Searching the repository

We can do searches in order to see which assets are already ingested in Fedora:

For example:
  • Go to: http://IP:8080/fedora/search
  • Search all fields for i3mam:389
  • Click the i3mam:389 link below and hit view the item index for this object
You can see that there are 3 datastreams:
  • DC: Dublin Core which contains metadata about the ingested image.
  • REELS-EXT: Contains information about relationships with other assets.
  • image-in: the ingested image itself.

▶ _DATA ROWS_:
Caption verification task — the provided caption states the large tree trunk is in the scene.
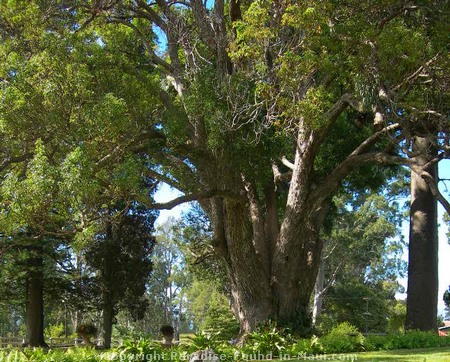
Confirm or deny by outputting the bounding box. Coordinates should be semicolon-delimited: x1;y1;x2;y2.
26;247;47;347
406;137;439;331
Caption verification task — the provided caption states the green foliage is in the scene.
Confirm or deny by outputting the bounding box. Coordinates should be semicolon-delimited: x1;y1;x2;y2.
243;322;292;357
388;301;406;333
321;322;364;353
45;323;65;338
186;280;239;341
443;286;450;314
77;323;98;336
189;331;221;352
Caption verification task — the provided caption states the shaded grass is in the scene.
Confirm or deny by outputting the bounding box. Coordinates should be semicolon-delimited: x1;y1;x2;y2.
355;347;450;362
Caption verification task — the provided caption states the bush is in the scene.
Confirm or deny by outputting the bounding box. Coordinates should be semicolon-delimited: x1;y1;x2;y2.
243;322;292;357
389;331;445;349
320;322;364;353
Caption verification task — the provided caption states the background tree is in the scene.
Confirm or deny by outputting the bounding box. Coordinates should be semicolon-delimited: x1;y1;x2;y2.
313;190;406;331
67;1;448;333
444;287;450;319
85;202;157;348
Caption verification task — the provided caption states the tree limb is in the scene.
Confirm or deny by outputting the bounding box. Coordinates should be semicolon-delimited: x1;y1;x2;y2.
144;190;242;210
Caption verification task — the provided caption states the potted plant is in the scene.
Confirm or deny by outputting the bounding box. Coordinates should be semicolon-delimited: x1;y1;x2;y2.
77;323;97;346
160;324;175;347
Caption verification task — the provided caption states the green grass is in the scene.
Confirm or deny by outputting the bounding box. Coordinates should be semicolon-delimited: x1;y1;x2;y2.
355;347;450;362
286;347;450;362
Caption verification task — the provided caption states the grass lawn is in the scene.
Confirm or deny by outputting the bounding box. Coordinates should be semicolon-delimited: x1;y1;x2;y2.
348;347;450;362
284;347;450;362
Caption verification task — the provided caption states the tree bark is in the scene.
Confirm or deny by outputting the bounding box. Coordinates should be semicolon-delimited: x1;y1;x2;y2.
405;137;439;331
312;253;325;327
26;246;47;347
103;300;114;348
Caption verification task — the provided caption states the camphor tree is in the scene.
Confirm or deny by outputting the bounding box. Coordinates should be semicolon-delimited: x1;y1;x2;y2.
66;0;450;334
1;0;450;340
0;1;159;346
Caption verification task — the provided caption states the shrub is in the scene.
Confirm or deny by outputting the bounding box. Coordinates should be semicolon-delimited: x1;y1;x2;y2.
==
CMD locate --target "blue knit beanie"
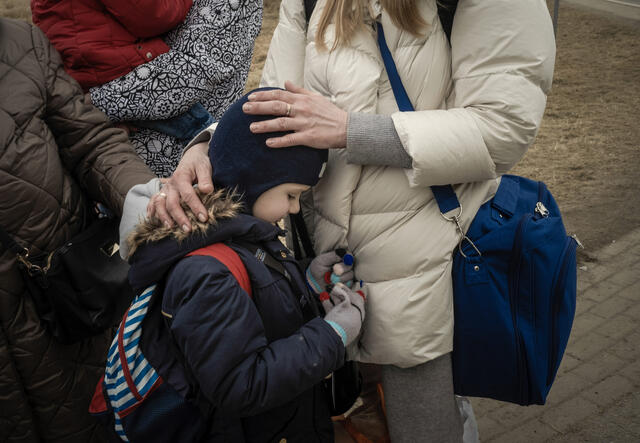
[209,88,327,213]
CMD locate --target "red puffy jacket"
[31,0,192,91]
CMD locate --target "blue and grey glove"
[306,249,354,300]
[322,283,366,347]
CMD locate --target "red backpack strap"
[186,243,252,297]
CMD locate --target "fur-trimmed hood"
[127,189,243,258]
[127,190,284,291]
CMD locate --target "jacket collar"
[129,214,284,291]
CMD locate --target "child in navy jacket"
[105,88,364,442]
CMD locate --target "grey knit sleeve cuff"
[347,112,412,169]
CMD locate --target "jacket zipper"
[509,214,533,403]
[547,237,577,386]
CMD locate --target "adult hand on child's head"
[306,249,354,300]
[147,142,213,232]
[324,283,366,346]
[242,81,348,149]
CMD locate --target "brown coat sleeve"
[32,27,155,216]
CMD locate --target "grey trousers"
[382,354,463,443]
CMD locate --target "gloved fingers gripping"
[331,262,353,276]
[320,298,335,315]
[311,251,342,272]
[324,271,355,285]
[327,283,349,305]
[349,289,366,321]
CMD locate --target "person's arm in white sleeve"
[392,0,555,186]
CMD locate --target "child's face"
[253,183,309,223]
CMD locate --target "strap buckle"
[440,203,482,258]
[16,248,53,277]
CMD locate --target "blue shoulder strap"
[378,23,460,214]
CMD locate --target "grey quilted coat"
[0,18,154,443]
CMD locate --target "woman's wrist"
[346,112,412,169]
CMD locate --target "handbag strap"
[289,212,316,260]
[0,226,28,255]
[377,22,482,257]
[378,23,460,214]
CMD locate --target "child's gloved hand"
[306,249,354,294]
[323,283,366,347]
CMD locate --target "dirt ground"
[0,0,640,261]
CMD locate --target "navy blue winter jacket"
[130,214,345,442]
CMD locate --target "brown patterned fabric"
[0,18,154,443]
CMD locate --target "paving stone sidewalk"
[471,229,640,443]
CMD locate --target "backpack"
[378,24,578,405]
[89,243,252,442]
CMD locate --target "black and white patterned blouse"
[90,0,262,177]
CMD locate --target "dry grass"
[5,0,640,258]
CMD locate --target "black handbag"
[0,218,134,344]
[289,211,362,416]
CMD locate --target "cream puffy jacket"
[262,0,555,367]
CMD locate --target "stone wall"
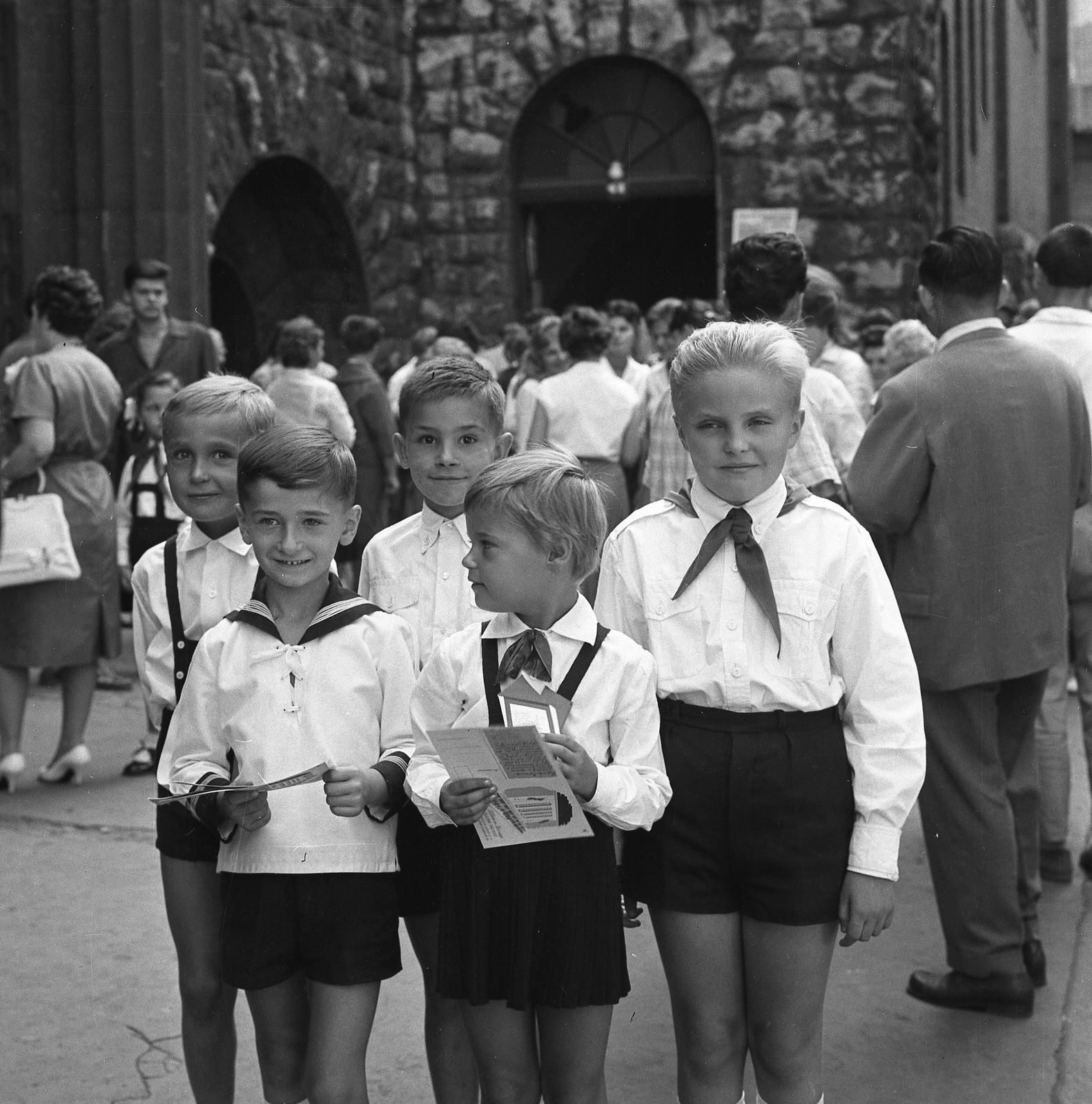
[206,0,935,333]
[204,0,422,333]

▶ _TO BE DONE_:
Please write out, word for word, everything from "We can do searches" down to "ingested image itself." in the text on searching the repository. The entries are separate from the text on searching the repository.

▶ _FINAL RESULT_:
We can do searches in order to see which assets are already ingested in Fedora:

For example:
  • Go to: http://IP:8080/fedora/search
  • Search all fields for i3mam:389
  • Click the i3mam:389 link below and hit view the item index for this object
You can see that there are 3 datastreams:
  • DC: Dublin Core which contains metadata about the ingested image.
  • REELS-EXT: Contains information about relationships with other assets.
  • image-in: the ingested image itself.